(Stored data)

# # # # # # #

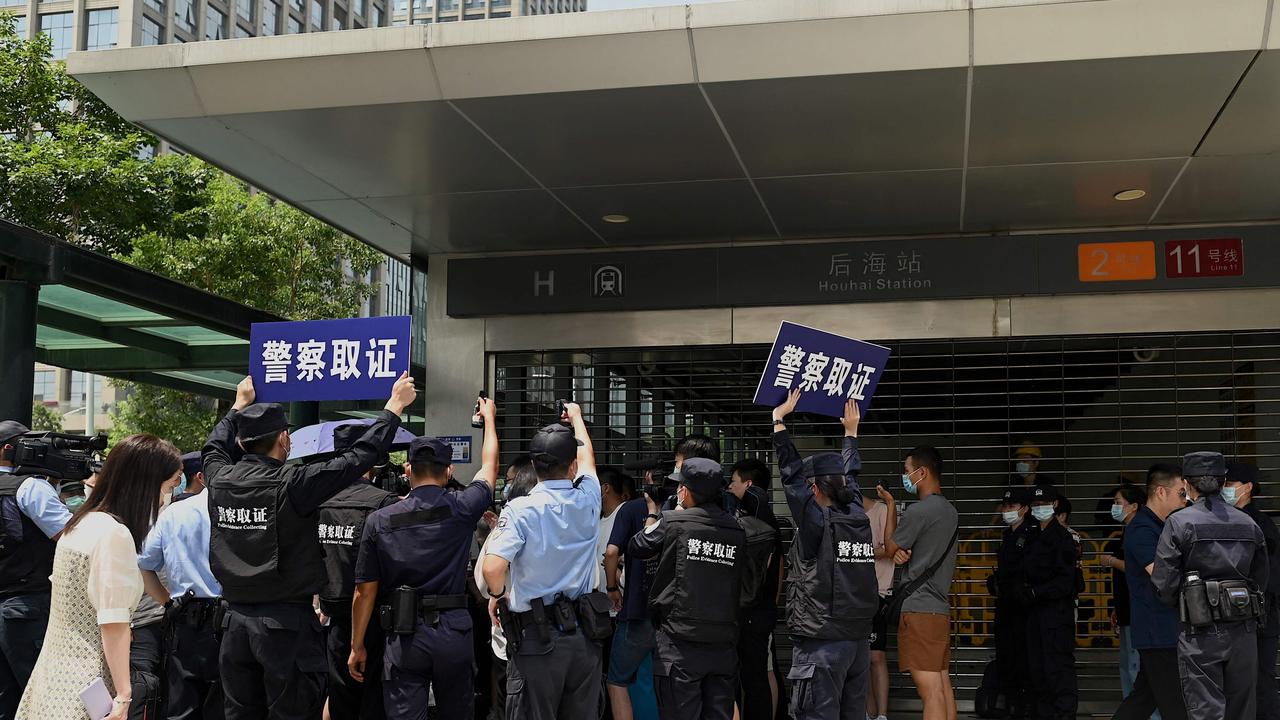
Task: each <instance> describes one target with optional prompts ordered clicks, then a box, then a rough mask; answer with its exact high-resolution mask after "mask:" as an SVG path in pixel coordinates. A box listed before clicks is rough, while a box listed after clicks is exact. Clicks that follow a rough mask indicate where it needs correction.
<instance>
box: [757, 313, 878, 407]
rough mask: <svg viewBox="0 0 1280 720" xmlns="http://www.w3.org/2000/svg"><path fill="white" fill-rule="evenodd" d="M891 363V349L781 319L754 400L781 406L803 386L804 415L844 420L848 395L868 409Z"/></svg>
mask: <svg viewBox="0 0 1280 720" xmlns="http://www.w3.org/2000/svg"><path fill="white" fill-rule="evenodd" d="M887 363H888V348H887V347H883V346H879V345H872V343H869V342H863V341H860V340H852V338H847V337H844V336H838V334H833V333H828V332H823V331H819V329H814V328H809V327H805V325H797V324H795V323H782V325H781V327H780V328H778V336H777V337H776V338H774V340H773V348H771V350H769V359H768V361H767V363H765V365H764V374H763V375H762V377H760V384H759V386H758V387H756V388H755V404H756V405H765V406H768V407H777V406H778V405H782V401H785V400H786V398H787V392H790V391H791V389H799V391H800V402H799V404H797V405H796V410H799V411H801V413H817V414H819V415H831V416H832V418H840V416H841V415H844V413H845V402H846V401H847V400H849V398H854V400H856V401H858V407H859V409H860V410H861V411H863V413H867V409H868V407H869V406H870V401H872V396H874V395H876V386H877V384H879V379H881V375H883V374H884V365H886V364H887Z"/></svg>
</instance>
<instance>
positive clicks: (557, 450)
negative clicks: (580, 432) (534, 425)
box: [529, 423, 582, 462]
mask: <svg viewBox="0 0 1280 720" xmlns="http://www.w3.org/2000/svg"><path fill="white" fill-rule="evenodd" d="M581 445H582V442H581V441H579V439H577V438H576V437H573V430H572V429H570V428H567V427H564V425H561V424H559V423H557V424H554V425H547V427H545V428H543V429H540V430H538V434H535V436H534V441H532V442H531V443H529V456H530V457H532V459H535V460H536V459H541V460H544V461H559V462H572V461H573V460H575V459H576V457H577V448H579V446H581Z"/></svg>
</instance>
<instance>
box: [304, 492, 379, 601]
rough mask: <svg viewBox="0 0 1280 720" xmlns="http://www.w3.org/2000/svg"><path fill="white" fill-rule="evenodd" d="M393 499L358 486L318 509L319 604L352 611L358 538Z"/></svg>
mask: <svg viewBox="0 0 1280 720" xmlns="http://www.w3.org/2000/svg"><path fill="white" fill-rule="evenodd" d="M394 498H396V496H394V495H392V493H389V492H387V491H384V489H379V488H375V487H374V486H371V484H369V483H366V482H357V483H355V484H352V486H349V487H347V488H346V489H343V491H342V492H339V493H338V495H335V496H333V497H332V498H329V500H328V501H325V502H324V503H323V505H321V506H320V512H319V520H320V525H319V529H317V533H316V537H317V538H319V539H320V550H321V552H324V570H325V580H324V587H323V588H321V589H320V601H321V602H325V603H334V605H344V606H346V609H347V611H348V612H349V611H351V598H352V596H353V594H355V588H356V553H357V551H358V550H360V537H361V534H362V533H364V532H365V520H367V519H369V514H370V512H372V511H374V510H378V509H379V507H384V506H387V505H388V503H389V501H393V500H394Z"/></svg>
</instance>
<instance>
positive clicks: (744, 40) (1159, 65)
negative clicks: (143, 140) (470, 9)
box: [68, 0, 1280, 258]
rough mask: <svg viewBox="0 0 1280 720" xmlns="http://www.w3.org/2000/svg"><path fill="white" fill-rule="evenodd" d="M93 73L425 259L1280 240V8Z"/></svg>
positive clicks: (330, 217) (263, 43) (912, 2)
mask: <svg viewBox="0 0 1280 720" xmlns="http://www.w3.org/2000/svg"><path fill="white" fill-rule="evenodd" d="M1276 14H1280V13H1276ZM68 68H69V72H70V73H72V74H73V76H74V77H77V78H78V79H79V81H81V82H83V83H84V85H87V86H88V87H90V88H91V90H92V91H93V92H95V94H97V95H99V96H100V97H102V99H104V100H105V101H106V102H108V104H110V105H111V106H113V108H115V109H116V110H119V111H120V113H122V114H123V115H124V117H125V118H128V119H131V120H133V122H134V123H138V124H140V126H142V127H145V128H147V129H150V131H151V132H154V133H156V135H159V136H161V137H164V138H166V140H169V141H172V142H173V143H175V145H178V146H180V147H182V149H184V150H187V151H189V152H193V154H196V155H198V156H201V158H205V159H207V160H210V161H211V163H214V164H216V165H219V167H221V168H224V169H227V170H228V172H230V173H233V174H236V176H239V177H242V178H244V179H247V181H248V182H251V183H253V184H255V186H257V187H261V188H265V190H266V191H269V192H271V193H273V195H276V196H279V197H282V199H284V200H287V201H289V202H292V204H294V205H297V206H298V208H302V209H305V210H306V211H308V213H311V214H314V215H315V217H317V218H321V219H324V220H326V222H329V223H333V224H334V225H338V227H340V228H343V229H346V231H347V232H349V233H352V234H353V236H356V237H360V238H364V240H365V241H367V242H370V243H371V245H374V246H376V247H379V249H381V250H384V251H387V252H388V254H392V255H397V256H401V258H406V256H410V255H417V256H424V255H435V254H457V252H498V251H529V250H545V249H577V250H582V249H588V250H598V249H602V247H605V246H645V245H676V243H678V245H686V243H698V242H718V243H723V242H742V241H751V242H755V241H773V242H776V241H790V240H792V238H808V237H859V236H877V237H892V236H916V234H957V233H979V234H988V233H1005V232H1027V231H1044V229H1082V228H1103V227H1107V228H1114V227H1148V225H1166V224H1179V225H1185V224H1201V223H1206V224H1207V223H1240V222H1249V220H1274V219H1276V218H1280V193H1277V192H1276V191H1275V187H1276V186H1277V183H1280V133H1277V132H1276V128H1277V127H1280V19H1277V18H1275V17H1274V14H1272V13H1271V3H1270V1H1268V0H1215V1H1213V3H1204V1H1203V0H1101V1H1100V0H1089V1H1061V0H972V1H969V0H826V1H810V0H751V1H742V3H713V4H698V5H690V6H667V8H650V9H637V10H617V12H600V13H594V12H593V13H573V14H558V15H544V17H526V18H511V19H498V20H485V22H458V23H445V24H431V26H411V27H390V28H374V29H361V31H342V32H328V33H306V35H294V36H279V37H264V38H246V40H219V41H215V42H195V44H182V45H163V46H151V47H134V49H119V50H108V51H93V53H78V54H73V55H72V56H70V58H69V60H68ZM1125 191H1129V192H1126V193H1125ZM1117 195H1120V197H1134V196H1137V199H1134V200H1120V199H1117V197H1116V196H1117Z"/></svg>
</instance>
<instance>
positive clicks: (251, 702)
mask: <svg viewBox="0 0 1280 720" xmlns="http://www.w3.org/2000/svg"><path fill="white" fill-rule="evenodd" d="M218 670H219V673H220V674H221V678H223V693H224V694H225V696H227V717H228V720H265V719H270V720H315V719H316V717H319V716H320V712H321V710H323V708H324V696H325V685H326V680H328V674H329V662H328V660H326V659H325V651H324V633H323V632H321V628H320V619H319V618H316V614H315V611H314V610H312V609H311V605H310V603H307V605H302V603H262V605H250V603H232V606H230V609H229V610H228V612H227V616H225V618H224V619H223V643H221V647H220V648H219V653H218Z"/></svg>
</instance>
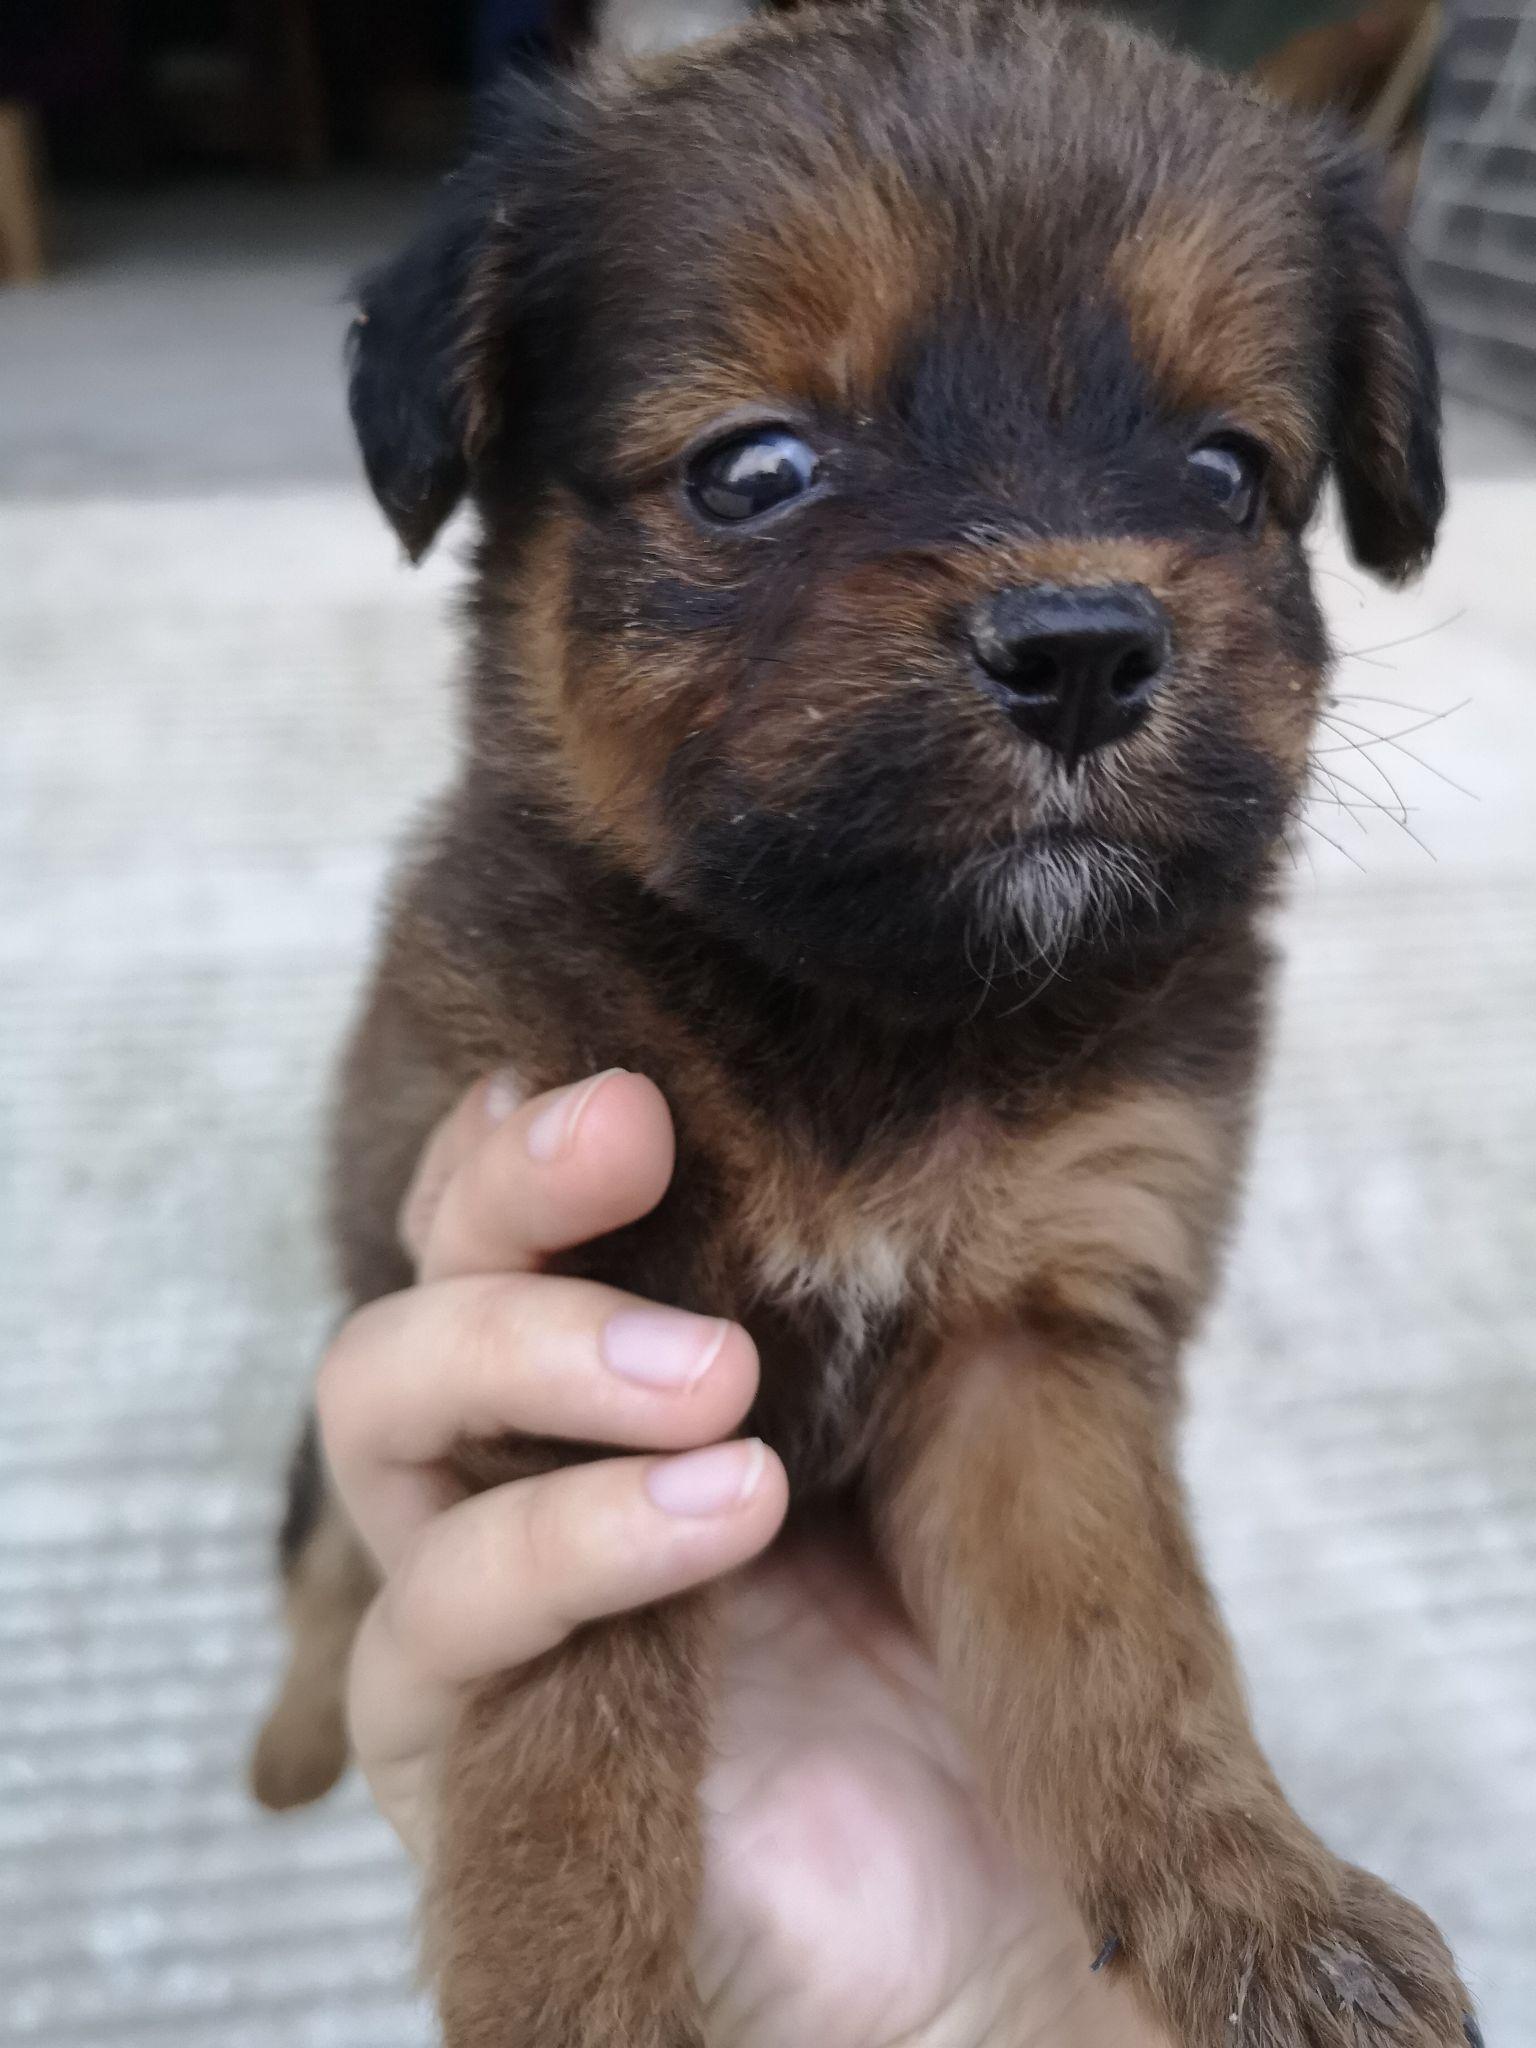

# # # # # # #

Aim of the exercise:
Count the lines of the stored data above that contain the string "clicks". Give only the number.

The completed task:
7